__TRECHO SELECIONADO__:
........

Este texto apresenta o discurso de Dr. Hadi Saba Ayon (pesquisador na rede de pesquisa Francesa CDHET na Université Le Havre Normandie) no segundo Seminário Internacional de pesquisa em Design organizado pelo Departamento de Design na Universidade Federal de Brasília (UnB), 13-14 de Novembro de 2018 no Espaço cultural Renato Russo em Brasília.
A sua abordagem se inspira de e se apoia ao texto de Marcello Vitali-Rosati (Université de Montréal no Canadá; Twitter: @monterosato) intitulado “Pour une pensée préhumaine” (2018).
-As fotos são da Louise Merzeau (@lmerzeau)
-As ilustrações são da Laísa Rebelo (@laisarebelo)
Como situar o indivíduo no mundo contemporâneo? Podemos falar de mutação cultural, tecnológica, mas também antropológica que o digital está produzindo em nossas sociedades por meio da rastreabilidade e da memória? Podemos entender a comunicação como uma ultrapassagem da interação social ao rastro digital, de construção da identidade à construção da memória?

........

__O QUE SE PEDE__:
**A.** Liste todas as pessoas mencionadas pelo nome no trecho selecionado.
**B.** Explique, com base no trecho selecionado, por meio de que o digital estaria produzindo uma mutação cultural, tecnológica e antropológica nas sociedades.

__DADOS FORNECIDOS__:
........

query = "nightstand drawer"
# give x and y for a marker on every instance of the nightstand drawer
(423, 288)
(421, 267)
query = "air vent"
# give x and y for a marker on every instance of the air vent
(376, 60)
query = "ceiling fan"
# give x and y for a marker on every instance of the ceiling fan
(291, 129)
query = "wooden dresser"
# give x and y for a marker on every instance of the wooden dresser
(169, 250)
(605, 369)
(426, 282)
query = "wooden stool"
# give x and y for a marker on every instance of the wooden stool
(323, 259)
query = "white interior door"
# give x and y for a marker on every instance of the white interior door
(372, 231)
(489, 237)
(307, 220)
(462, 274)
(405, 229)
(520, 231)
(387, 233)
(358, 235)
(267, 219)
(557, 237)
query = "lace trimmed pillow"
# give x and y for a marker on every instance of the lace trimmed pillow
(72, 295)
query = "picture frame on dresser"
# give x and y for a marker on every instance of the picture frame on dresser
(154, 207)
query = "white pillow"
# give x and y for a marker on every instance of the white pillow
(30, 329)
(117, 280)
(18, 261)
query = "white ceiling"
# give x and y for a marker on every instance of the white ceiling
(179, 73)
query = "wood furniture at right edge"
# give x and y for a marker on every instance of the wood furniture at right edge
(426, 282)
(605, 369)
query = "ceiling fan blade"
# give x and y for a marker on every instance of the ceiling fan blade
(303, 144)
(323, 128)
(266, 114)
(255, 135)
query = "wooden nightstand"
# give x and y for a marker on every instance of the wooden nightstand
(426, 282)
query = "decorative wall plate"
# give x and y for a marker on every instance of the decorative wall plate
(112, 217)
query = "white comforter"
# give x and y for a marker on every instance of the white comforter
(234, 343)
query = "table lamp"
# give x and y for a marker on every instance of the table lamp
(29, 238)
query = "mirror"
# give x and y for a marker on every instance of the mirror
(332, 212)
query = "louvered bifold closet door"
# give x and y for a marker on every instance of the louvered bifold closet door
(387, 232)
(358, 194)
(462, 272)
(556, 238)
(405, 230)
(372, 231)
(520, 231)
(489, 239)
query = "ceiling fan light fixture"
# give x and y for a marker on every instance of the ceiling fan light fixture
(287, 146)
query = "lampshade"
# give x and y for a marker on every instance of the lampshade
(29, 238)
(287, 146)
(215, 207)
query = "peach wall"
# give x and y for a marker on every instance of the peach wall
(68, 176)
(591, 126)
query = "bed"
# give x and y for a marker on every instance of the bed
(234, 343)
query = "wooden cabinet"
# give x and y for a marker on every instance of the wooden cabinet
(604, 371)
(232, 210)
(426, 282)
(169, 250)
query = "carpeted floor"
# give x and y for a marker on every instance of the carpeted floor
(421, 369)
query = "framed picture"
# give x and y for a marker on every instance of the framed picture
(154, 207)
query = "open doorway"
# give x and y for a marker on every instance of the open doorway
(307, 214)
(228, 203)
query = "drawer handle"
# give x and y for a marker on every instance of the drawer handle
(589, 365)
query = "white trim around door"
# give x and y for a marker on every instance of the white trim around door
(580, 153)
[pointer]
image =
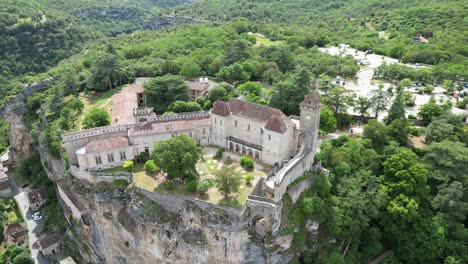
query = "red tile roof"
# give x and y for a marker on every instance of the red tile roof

........

__RESPOSTAS ÀS TAREFAS__:
**A.** Hadi Saba Ayon, Marcello Vitali-Rosati, Louise Merzeau e Laísa Rebelo.

**B.** O trecho levanta a possibilidade de que o digital esteja produzindo essa mutação por meio da rastreabilidade e da memória.